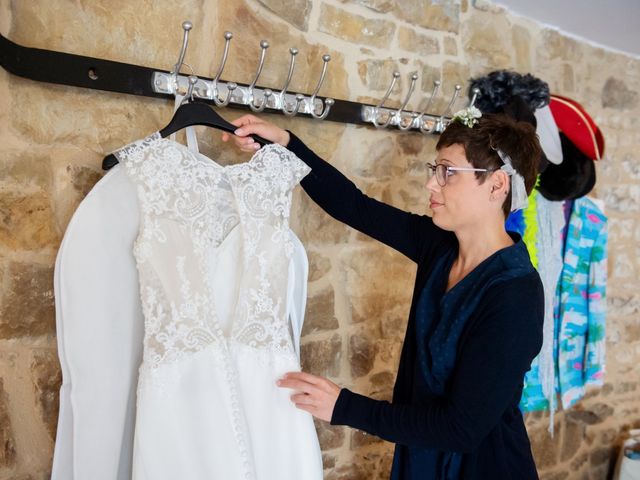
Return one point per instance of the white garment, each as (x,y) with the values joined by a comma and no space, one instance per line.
(99,332)
(549,245)
(99,325)
(213,254)
(549,135)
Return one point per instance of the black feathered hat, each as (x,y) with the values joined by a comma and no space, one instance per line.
(571,179)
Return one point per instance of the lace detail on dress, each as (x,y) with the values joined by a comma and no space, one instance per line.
(264,204)
(189,206)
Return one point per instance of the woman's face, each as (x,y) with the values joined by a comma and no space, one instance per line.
(462,201)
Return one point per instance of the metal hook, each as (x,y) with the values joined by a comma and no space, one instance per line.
(186,26)
(453,99)
(231,86)
(267,93)
(440,123)
(398,113)
(476,93)
(328,102)
(376,111)
(434,92)
(189,96)
(299,97)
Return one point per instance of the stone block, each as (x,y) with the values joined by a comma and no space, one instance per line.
(572,439)
(322,357)
(329,436)
(295,12)
(522,46)
(376,75)
(319,265)
(355,28)
(47,378)
(381,6)
(27,307)
(27,221)
(412,41)
(450,46)
(320,312)
(361,355)
(555,46)
(616,95)
(7,442)
(430,14)
(362,439)
(487,42)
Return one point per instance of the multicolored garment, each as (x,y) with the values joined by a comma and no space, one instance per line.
(580,311)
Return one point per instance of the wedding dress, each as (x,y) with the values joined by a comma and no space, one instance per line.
(100,332)
(213,255)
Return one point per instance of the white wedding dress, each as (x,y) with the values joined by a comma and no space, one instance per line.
(100,330)
(213,255)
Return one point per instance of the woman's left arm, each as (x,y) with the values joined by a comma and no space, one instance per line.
(489,371)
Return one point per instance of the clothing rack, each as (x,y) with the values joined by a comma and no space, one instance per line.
(99,74)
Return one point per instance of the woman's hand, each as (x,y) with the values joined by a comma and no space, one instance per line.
(249,124)
(316,395)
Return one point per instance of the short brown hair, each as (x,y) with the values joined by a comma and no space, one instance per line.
(516,139)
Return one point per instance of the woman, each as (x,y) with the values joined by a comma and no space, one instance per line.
(475,322)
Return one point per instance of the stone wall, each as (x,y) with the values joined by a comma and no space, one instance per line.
(53,138)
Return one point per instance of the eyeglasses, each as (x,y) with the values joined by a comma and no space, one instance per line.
(442,171)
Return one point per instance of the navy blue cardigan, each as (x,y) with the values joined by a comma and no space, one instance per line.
(478,416)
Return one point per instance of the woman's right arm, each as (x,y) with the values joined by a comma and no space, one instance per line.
(406,232)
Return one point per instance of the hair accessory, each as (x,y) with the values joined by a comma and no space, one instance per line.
(518,190)
(467,116)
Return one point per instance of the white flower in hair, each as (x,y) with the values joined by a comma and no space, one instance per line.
(467,116)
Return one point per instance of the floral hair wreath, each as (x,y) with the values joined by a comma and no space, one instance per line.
(467,116)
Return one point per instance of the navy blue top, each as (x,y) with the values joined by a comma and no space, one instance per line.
(455,411)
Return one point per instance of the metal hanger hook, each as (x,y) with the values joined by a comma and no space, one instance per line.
(398,113)
(189,96)
(230,85)
(328,102)
(376,111)
(267,93)
(186,27)
(425,112)
(283,99)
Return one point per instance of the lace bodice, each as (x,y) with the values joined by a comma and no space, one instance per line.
(192,209)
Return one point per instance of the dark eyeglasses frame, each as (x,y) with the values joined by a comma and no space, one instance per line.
(441,171)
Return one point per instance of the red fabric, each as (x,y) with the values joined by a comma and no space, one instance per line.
(577,125)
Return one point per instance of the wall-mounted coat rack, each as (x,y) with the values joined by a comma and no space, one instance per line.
(99,74)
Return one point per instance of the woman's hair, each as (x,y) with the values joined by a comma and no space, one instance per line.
(497,131)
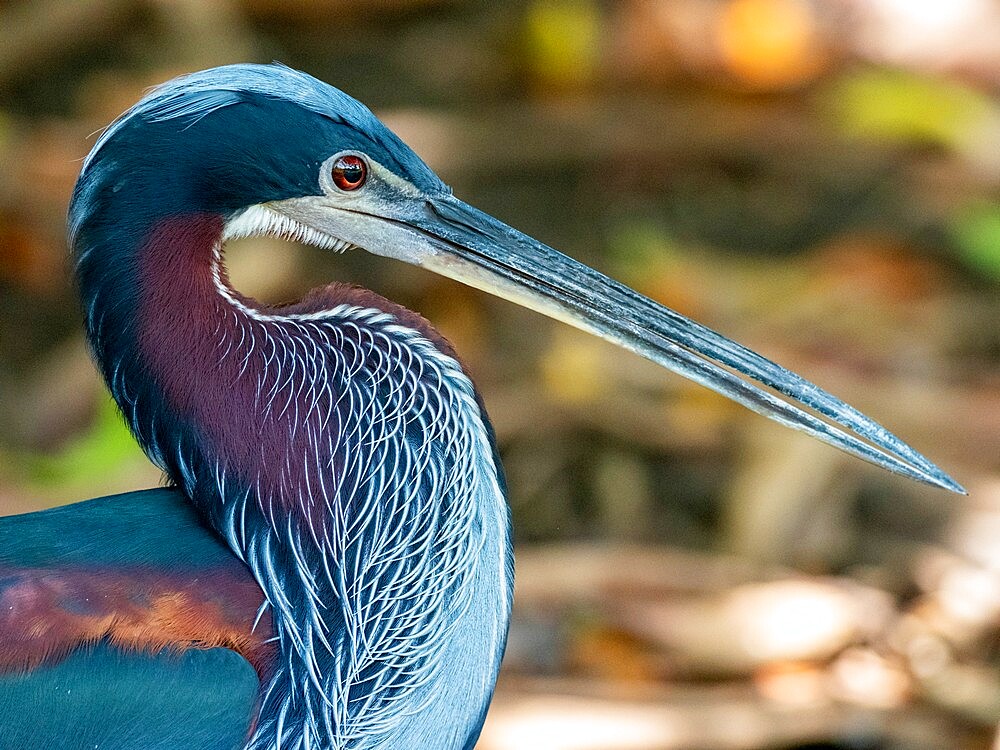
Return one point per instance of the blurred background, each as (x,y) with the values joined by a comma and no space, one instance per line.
(818,180)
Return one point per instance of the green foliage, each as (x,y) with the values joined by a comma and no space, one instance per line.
(897,106)
(102,450)
(976,232)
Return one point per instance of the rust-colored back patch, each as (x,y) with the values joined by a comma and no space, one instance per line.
(47,613)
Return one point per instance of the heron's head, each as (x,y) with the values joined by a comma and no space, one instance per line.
(272,151)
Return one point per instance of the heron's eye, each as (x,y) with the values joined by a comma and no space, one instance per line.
(349,172)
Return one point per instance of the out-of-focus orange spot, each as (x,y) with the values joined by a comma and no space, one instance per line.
(792,683)
(770,43)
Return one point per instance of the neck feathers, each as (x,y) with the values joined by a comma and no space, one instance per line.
(342,452)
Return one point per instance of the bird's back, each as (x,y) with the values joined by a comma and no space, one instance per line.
(125,623)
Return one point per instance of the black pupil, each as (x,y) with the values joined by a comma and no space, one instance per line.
(351,171)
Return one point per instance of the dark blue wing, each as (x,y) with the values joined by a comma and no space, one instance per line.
(112,700)
(133,570)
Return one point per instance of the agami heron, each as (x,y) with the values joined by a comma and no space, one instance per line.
(332,568)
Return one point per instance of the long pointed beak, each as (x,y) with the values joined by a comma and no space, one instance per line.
(476,249)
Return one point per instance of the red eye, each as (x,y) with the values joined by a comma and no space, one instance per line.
(349,172)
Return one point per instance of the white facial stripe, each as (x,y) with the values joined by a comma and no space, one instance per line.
(261,221)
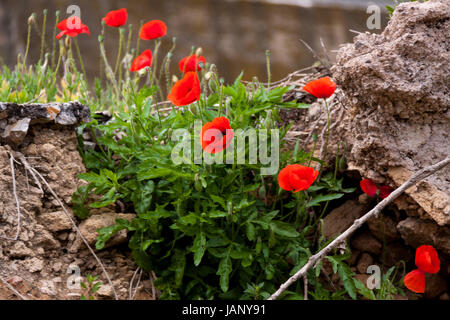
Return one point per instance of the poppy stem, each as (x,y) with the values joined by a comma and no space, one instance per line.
(61,49)
(328,129)
(269,73)
(109,71)
(119,54)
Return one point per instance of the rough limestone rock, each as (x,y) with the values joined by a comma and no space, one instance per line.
(341,218)
(15,119)
(417,232)
(397,102)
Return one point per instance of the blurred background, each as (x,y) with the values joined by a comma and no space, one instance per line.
(234,34)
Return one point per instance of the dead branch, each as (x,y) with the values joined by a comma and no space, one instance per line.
(313,260)
(10,287)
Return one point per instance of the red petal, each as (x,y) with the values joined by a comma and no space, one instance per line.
(297,177)
(427,259)
(321,88)
(415,281)
(153,29)
(191,63)
(284,179)
(385,191)
(369,187)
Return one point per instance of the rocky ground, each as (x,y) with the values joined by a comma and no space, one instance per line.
(43,262)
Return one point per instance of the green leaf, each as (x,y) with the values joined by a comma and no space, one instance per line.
(363,290)
(219,200)
(199,248)
(347,278)
(178,265)
(284,229)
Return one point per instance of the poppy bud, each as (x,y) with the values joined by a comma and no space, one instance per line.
(143,71)
(198,184)
(268,121)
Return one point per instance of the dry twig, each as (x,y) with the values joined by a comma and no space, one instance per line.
(13,174)
(313,260)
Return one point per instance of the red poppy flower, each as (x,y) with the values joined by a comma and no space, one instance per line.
(369,187)
(385,191)
(144,60)
(427,259)
(297,177)
(71,27)
(415,281)
(116,18)
(321,88)
(153,29)
(217,135)
(186,91)
(191,63)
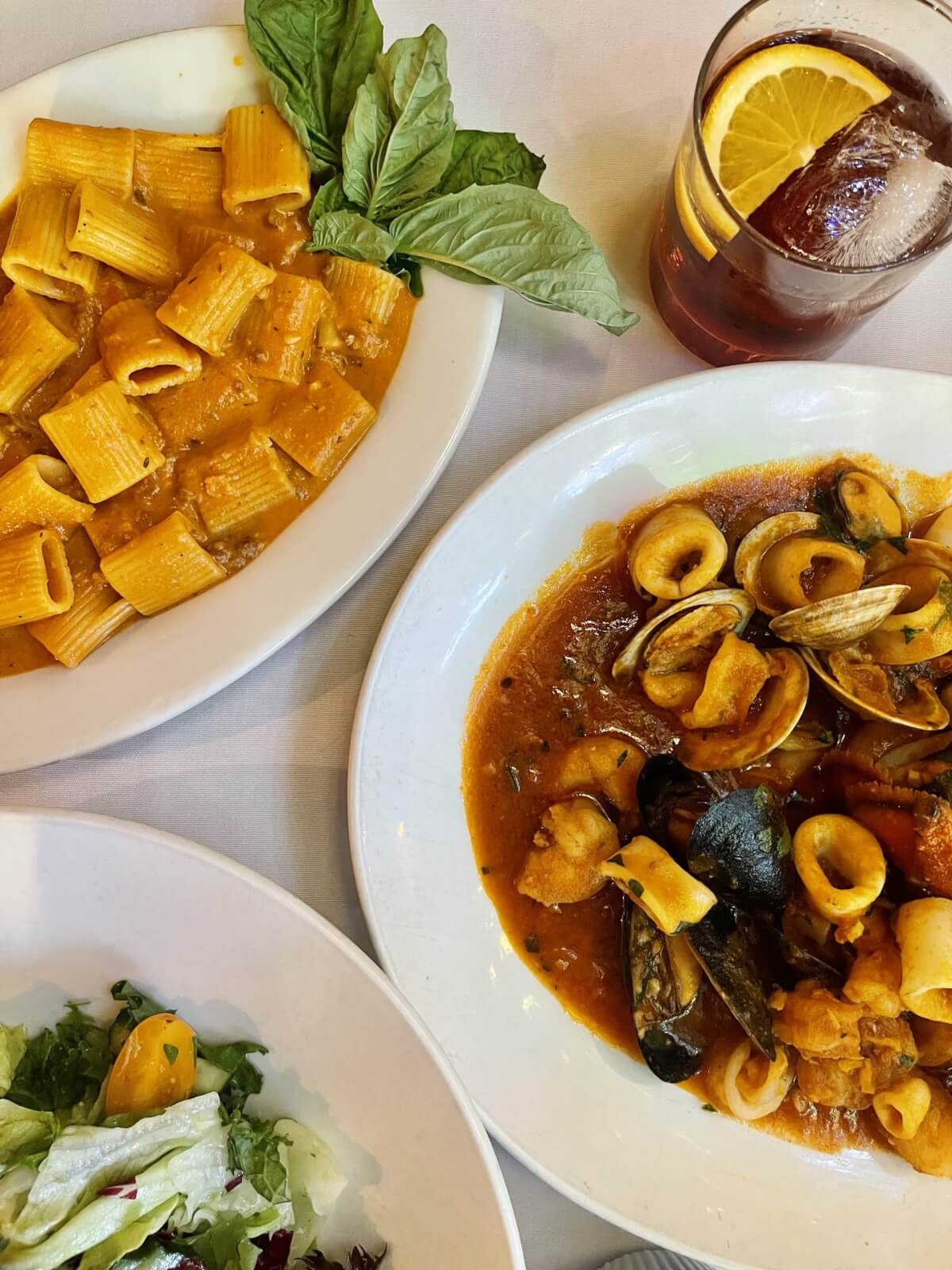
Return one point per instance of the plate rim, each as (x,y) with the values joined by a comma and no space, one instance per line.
(549,440)
(306,614)
(325,929)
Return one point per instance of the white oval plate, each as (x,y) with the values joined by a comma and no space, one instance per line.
(588,1119)
(89,901)
(159,668)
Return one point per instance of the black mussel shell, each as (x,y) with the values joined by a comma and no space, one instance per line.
(742,849)
(725,943)
(672,799)
(672,1043)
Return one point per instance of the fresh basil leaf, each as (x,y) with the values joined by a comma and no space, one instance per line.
(139,1005)
(253,1153)
(330,198)
(399,139)
(63,1067)
(315,54)
(490,159)
(352,235)
(244,1079)
(409,271)
(518,239)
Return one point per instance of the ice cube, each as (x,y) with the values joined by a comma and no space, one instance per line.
(869,197)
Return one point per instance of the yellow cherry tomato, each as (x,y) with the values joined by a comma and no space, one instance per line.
(155,1068)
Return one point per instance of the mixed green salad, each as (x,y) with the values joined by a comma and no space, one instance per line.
(132,1146)
(400,183)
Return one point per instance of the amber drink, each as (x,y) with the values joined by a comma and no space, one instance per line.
(829,241)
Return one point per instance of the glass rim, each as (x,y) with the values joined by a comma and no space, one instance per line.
(942,10)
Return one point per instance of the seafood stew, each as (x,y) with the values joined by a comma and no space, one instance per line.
(708,774)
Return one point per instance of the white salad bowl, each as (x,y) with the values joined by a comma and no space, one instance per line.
(89,901)
(187,80)
(590,1121)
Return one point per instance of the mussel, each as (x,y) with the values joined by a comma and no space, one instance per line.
(740,848)
(666,987)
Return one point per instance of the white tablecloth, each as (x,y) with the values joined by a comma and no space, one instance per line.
(259,772)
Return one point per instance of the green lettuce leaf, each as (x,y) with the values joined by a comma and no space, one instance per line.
(63,1066)
(13,1047)
(84,1160)
(23,1132)
(315,1181)
(490,159)
(254,1151)
(352,235)
(315,55)
(520,239)
(399,137)
(130,1238)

§ **ASSIGNED TASK**: An exact, line-for-line copy is required: from the line containing "Return one point per instance of the glass" through the final line of the listing above, both included, with nothing else.

§ **TASK RESPONSE**:
Return one point per instance of the glass rim, each as (x,y) with the values joined by a comma and no space, one instance per line.
(942,10)
Return one point per instance of the seafood stew, each as (x,y) with the values joined by a comma and no space, one instance per line.
(708,774)
Return one point per instance of the white salad bowl, each as (x,y) with the values joined by a comma and no space, one instance per line.
(89,901)
(187,80)
(590,1121)
Return one point per instance of the mussel, each as (x,y) with the values joined by a comma and no space, one instance per line.
(740,848)
(666,987)
Return one point per instance of the white tablecloth, each as (x,y) with the values joined by a comma and no space, one instance per line.
(259,772)
Return one point per instance of the green lettuce leaf, each as (x,y) with the values joined by a comma and no space, one instance per line.
(63,1066)
(13,1047)
(84,1160)
(23,1132)
(315,1181)
(490,159)
(254,1151)
(352,235)
(315,55)
(520,239)
(399,137)
(130,1238)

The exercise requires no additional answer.